◆ GOAL OF THE EXERCISE:
Copy everything from the line containing "target: green grass field" down to the end of the records below, multiplying each path coordinate in the answers by 1.1 and rounding to whole numbers with halves rounded up. Keep all other text unchanged, and include no lines outside that span.

◆ INFORMATION GIVEN:
====
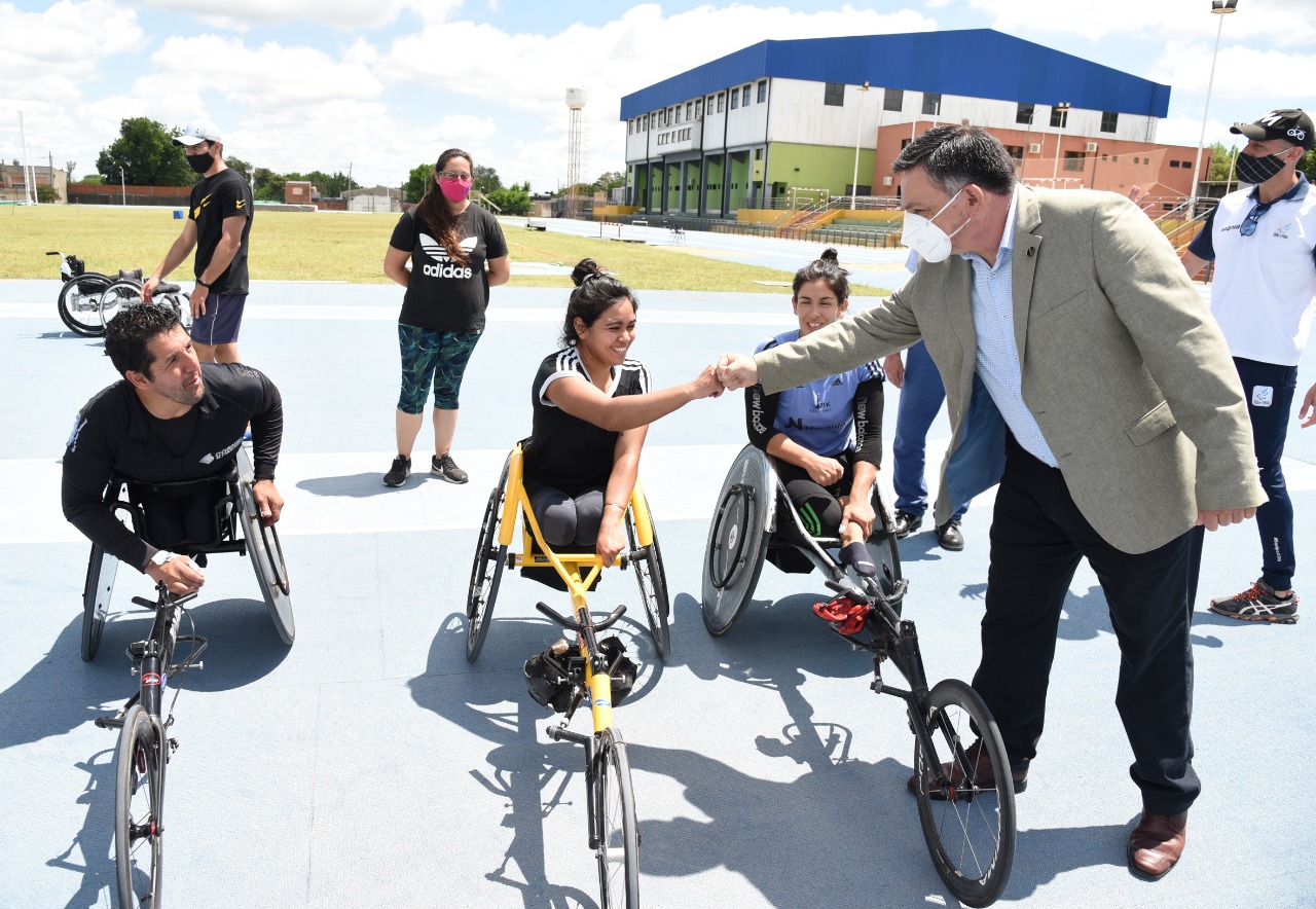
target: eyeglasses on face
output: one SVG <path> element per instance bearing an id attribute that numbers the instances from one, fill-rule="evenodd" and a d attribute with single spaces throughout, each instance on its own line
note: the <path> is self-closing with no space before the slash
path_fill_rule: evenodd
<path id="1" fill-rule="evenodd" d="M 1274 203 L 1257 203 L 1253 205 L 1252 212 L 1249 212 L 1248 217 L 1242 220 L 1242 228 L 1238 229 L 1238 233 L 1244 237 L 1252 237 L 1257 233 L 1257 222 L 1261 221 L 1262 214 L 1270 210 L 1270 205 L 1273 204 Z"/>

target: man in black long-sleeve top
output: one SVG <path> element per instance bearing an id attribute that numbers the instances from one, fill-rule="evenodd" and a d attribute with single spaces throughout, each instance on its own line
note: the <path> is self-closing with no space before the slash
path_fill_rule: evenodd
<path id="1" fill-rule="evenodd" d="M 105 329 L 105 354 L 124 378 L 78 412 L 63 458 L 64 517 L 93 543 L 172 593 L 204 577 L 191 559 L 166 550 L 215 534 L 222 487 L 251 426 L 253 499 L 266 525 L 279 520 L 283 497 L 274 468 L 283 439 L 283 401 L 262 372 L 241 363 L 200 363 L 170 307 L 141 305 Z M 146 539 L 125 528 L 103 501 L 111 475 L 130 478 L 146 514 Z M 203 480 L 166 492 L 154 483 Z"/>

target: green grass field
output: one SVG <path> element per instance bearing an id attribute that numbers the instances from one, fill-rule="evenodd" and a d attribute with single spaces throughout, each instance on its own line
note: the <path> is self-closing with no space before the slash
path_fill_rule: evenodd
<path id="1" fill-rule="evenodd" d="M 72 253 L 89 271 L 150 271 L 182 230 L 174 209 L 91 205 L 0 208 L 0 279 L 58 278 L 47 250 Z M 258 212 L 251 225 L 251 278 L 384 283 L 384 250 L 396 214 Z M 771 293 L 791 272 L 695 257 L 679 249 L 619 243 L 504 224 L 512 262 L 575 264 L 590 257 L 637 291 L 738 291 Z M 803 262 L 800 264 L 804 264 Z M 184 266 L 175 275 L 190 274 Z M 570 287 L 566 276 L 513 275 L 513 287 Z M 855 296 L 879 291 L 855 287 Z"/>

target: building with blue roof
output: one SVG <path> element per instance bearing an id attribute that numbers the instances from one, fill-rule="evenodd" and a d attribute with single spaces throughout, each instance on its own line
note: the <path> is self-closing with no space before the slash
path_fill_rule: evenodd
====
◆ FINAL RESULT:
target: green grass field
output: one SVG <path> element per instance bearing an id attribute that numbers the instances from one, fill-rule="evenodd" and a d attribute with single spaces throughout, each instance on its own line
note: the <path> is self-closing with no space before the slash
path_fill_rule: evenodd
<path id="1" fill-rule="evenodd" d="M 79 278 L 98 298 L 165 298 L 200 253 L 191 230 L 100 226 L 0 229 L 0 307 L 64 306 L 52 275 Z M 284 233 L 276 248 L 276 306 L 422 311 L 422 275 L 436 235 Z M 848 322 L 870 299 L 765 283 L 747 274 L 681 267 L 554 246 L 563 288 L 633 290 L 649 283 L 701 320 L 812 320 Z M 883 288 L 880 290 L 884 290 Z M 202 293 L 193 303 L 209 301 Z M 627 316 L 623 304 L 564 303 L 564 316 Z M 941 326 L 967 320 L 941 316 Z"/>

target: building with blue roof
output: one SVG <path> element per instance bearing an id attribute that numbers the instances from one, fill-rule="evenodd" and a d attribute with single spaces throughout, each instance on its own line
note: the <path> is self-closing with no space before the slash
path_fill_rule: evenodd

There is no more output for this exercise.